__Stated problem__.
Please report how many of the lines below contain the string "farmhouse", treating uppercase and lowercase as different, and reply with only that number.

__Task inputs__.
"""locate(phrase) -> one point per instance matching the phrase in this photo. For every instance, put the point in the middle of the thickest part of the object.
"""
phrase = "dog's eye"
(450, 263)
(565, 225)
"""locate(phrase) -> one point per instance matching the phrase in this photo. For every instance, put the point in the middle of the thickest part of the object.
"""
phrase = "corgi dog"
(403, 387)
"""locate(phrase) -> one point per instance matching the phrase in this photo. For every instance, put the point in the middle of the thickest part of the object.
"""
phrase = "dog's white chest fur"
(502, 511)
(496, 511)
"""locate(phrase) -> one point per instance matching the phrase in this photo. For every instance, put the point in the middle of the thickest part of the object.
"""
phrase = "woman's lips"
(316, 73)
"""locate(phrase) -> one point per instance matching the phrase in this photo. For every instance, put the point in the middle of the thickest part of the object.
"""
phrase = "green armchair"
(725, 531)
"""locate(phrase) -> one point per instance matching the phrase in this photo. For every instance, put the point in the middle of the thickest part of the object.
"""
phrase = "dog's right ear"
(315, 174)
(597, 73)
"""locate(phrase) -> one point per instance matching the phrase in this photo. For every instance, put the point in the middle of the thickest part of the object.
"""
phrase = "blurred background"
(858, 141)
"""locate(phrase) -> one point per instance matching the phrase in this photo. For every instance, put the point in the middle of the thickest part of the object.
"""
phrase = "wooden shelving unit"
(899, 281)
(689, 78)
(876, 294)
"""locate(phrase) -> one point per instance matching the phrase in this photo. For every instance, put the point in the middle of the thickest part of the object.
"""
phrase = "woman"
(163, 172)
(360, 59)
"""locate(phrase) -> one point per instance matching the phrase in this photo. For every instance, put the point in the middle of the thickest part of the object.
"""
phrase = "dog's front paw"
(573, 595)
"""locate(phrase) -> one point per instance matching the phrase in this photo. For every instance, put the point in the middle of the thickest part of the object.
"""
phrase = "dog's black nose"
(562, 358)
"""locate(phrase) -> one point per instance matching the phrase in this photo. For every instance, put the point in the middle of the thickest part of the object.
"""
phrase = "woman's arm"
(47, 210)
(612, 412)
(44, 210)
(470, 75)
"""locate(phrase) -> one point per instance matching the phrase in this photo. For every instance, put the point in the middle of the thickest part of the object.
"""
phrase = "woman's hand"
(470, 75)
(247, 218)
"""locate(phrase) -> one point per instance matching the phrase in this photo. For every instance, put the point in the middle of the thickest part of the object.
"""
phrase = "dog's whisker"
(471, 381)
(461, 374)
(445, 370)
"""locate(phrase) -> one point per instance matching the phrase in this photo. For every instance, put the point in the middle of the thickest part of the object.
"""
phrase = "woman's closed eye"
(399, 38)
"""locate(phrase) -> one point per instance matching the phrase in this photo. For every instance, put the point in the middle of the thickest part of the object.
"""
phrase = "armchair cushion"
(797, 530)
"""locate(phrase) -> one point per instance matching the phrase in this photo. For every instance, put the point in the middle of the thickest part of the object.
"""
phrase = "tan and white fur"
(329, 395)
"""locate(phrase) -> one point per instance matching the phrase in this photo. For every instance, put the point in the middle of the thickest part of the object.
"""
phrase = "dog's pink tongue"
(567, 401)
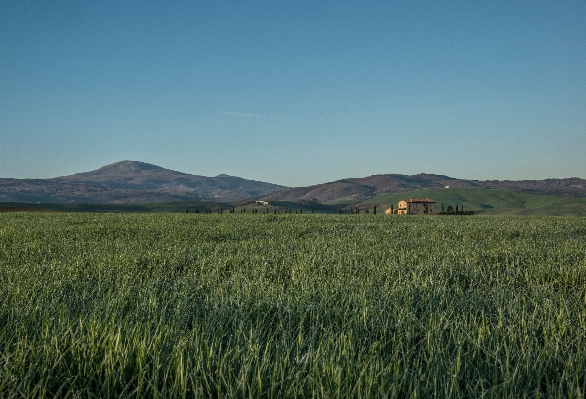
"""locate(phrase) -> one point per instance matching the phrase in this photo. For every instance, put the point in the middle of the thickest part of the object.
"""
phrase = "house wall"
(421, 208)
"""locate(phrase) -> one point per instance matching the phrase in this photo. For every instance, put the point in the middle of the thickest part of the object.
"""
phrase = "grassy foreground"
(160, 305)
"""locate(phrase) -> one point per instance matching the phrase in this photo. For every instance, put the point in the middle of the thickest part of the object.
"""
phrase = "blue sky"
(295, 92)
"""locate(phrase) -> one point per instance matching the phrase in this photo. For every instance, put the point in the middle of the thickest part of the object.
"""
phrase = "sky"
(295, 92)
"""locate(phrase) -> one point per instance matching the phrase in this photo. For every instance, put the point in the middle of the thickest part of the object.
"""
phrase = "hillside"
(491, 201)
(133, 182)
(360, 189)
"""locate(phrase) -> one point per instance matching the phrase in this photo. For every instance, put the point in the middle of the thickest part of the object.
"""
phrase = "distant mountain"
(360, 189)
(138, 182)
(133, 182)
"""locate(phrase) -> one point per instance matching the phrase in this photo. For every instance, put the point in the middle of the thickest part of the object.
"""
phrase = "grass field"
(176, 305)
(493, 201)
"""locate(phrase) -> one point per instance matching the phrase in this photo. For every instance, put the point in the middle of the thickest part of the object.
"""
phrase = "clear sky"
(295, 92)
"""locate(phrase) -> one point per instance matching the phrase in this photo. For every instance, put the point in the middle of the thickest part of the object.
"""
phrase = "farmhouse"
(416, 206)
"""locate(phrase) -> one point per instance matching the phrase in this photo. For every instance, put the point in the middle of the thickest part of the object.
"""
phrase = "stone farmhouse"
(415, 206)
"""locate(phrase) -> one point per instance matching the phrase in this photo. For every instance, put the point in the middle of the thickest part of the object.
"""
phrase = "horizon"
(324, 182)
(295, 93)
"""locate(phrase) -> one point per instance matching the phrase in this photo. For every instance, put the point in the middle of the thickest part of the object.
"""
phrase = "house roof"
(421, 200)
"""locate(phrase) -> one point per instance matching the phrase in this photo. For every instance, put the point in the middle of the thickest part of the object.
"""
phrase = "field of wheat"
(278, 306)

__Answer to the problem__.
2